--- INFORMATION SUPPLIED ---

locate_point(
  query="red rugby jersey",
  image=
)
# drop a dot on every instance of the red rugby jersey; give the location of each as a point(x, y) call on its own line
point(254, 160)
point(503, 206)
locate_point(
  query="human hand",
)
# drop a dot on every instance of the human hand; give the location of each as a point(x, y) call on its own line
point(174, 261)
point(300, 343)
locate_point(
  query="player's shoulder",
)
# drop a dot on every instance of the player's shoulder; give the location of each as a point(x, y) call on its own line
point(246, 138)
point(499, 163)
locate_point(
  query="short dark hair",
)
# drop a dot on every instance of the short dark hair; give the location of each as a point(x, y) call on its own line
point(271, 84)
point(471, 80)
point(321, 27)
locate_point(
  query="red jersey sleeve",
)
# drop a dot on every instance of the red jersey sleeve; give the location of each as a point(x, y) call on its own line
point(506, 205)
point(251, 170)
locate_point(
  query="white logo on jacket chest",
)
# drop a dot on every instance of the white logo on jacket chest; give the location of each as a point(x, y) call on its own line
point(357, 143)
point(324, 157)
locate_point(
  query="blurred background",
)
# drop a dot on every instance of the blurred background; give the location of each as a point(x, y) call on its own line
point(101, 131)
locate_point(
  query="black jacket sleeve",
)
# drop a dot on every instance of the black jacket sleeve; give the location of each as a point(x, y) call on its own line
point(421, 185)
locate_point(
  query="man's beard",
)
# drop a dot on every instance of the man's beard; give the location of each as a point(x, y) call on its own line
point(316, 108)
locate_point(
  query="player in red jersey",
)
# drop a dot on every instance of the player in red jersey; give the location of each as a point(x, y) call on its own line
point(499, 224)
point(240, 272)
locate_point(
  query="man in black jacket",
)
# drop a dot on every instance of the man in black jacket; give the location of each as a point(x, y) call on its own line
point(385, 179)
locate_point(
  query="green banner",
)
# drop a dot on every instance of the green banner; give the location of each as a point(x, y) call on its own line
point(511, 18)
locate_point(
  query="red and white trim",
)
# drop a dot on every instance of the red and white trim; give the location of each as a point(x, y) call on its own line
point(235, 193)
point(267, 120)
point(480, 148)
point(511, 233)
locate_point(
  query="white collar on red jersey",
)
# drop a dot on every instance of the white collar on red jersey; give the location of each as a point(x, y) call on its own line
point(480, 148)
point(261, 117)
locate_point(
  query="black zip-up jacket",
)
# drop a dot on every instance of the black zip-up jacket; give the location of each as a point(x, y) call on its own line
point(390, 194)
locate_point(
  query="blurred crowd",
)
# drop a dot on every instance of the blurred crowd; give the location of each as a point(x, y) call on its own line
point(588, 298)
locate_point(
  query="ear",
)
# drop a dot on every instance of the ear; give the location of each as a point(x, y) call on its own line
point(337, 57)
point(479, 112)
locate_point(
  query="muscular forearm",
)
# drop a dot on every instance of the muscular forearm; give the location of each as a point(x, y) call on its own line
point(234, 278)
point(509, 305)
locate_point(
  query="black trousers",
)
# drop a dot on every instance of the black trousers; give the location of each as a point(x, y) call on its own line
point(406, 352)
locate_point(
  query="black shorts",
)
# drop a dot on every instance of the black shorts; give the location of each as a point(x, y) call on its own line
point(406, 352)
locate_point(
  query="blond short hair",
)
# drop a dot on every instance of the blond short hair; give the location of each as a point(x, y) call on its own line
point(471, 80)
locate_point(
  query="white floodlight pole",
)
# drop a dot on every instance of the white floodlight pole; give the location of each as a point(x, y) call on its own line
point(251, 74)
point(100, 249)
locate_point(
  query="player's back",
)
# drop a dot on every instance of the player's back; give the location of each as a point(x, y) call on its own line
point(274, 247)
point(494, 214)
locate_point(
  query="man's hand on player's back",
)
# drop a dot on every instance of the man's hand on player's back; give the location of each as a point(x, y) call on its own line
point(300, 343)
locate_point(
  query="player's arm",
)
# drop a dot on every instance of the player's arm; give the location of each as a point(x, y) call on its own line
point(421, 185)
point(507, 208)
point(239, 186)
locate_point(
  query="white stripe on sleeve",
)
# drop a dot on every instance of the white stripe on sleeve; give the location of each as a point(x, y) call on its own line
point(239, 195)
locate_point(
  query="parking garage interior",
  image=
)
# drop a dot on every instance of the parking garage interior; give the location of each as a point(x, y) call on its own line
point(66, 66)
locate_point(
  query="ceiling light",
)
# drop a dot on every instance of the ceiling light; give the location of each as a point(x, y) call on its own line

--- SET TASK ---
Each entry above needs to be retyped exactly.

--- ANSWER TO THIS EXERCISE ---
locate_point(
  query="red rugby jersey",
  image=
)
# drop a dot on every instance of the red rugby jersey; give the location of each as a point(x, y) call on its own line
point(254, 160)
point(503, 206)
locate_point(
  query="human hand",
)
# drop a dot on every instance of the human hand; give the location of each as a point(x, y) call on its own line
point(174, 261)
point(300, 343)
locate_point(
  query="player's shoulder",
)
# drop a dot on every instance of the player's shoulder; give the location of each as a point(x, y) call on its own line
point(246, 138)
point(499, 163)
locate_point(
  query="short dark hair",
)
# drop a dot on every instance of the short dark hair; give the location of each as a point(x, y) call on its own line
point(271, 84)
point(471, 80)
point(321, 27)
locate_point(
  query="red jersey sleeve",
)
# drop a dot on every instance of the red jersey sleeve; give the location of each as a point(x, y) call on its own line
point(506, 205)
point(251, 170)
locate_point(
  query="white logo on jacket chest",
)
# drop a dot on every instance of the white logo on jacket chest; give the location of each as a point(x, y) call on its own line
point(357, 143)
point(324, 157)
locate_point(
  query="blurred background",
)
# drop a dot on every instance of the blurred background; give the location of each as a point(x, y) call on its own line
point(101, 131)
locate_point(
  query="black jacket sleeve",
)
# drop a dot on every instance of the black jacket sleeve; give the location of each as a point(x, y) call on its own line
point(421, 185)
locate_point(
  query="man's beard",
)
# drop a dot on every instance of the man's beard; give the location of each as a point(x, y) call on its own line
point(316, 108)
locate_point(
  query="player in red jersey",
)
# drop a dot on every instance of the player in red jersey; give the location of each as a point(x, y) call on its own line
point(499, 224)
point(240, 272)
locate_point(
  query="man in black jacket",
)
# drop a dot on every instance of the man in black jacket; give the location of each as a point(x, y) call on its own line
point(385, 179)
locate_point(
  query="green banner",
)
# drop a dot on every instance of the green banner; give the location of each as a point(x, y) call on its own line
point(511, 18)
locate_point(
  query="red and white trim",
)
# drop a dot on every instance of the red and white trim; give the location of each as a point(x, y) call on its own line
point(235, 193)
point(267, 120)
point(480, 148)
point(511, 233)
locate_point(
  query="white collar on red jersey",
)
# drop a dot on every instance of the white collar on red jersey; give the location of each as a point(x, y) call on its own line
point(480, 148)
point(261, 117)
locate_point(
  query="black zip-up jacket",
)
# drop a dot on every instance of the black zip-up jacket; give the location of each as a point(x, y) call on its own line
point(390, 194)
locate_point(
  query="blurred crowd",
)
# drop a dot on every instance of the blurred crowd; give the location of each as a point(x, y) call on its own line
point(588, 298)
locate_point(
  query="ear",
)
# drop a dot on every instance of the ear; give the location of each as a point(x, y) call on its own line
point(337, 57)
point(479, 112)
locate_point(
  query="muscular forearm",
)
# drop a dot on every instance of the muscular forearm; give the location of each as a point(x, y) call on its own line
point(234, 278)
point(509, 305)
locate_point(
  query="black trousers",
)
# drop a dot on every instance of the black trousers; give the location of each as a point(x, y) call on its own line
point(406, 352)
locate_point(
  query="black shorts",
)
# drop a dot on every instance of the black shorts; give the location of each as a point(x, y) call on its own line
point(406, 352)
locate_point(
  query="blond short hair",
)
# drop a dot on every instance of the blond short hair; give the location of each as a point(x, y) call on its own line
point(471, 80)
locate_point(
  query="white floodlight pole",
)
# drop a dot on every instance of the white floodlight pole; give the location of each as a point(x, y) call on its own line
point(251, 74)
point(100, 249)
locate_point(
  query="player's back",
)
# drop a dot on every instance of the player's back; give the location of each as a point(x, y) call on its own line
point(274, 247)
point(494, 214)
locate_point(
  query="man's hand on player's back",
)
# drop a dot on every instance of the man's hand on player's back; give the location of each as a point(x, y) call on its own line
point(300, 343)
locate_point(
  query="player's arm",
)
# drop a dot on every instance of the player's arm; give the location of each as a point(x, y) call on its own line
point(421, 185)
point(507, 208)
point(239, 186)
locate_point(
  query="white stripe on sleeve",
)
# drop a dot on every instance of the white stripe on sleeve; give the location of each as a point(x, y) call on its own line
point(239, 195)
locate_point(
  query="parking garage interior",
  image=
)
# drop a dot on every instance of the parking garage interior; give the location of each as a point(x, y) call on its own line
point(66, 66)
locate_point(
  query="ceiling light",
)
# drop a dot on every instance of the ceiling light; give the location of each as a point(x, y) call on its own line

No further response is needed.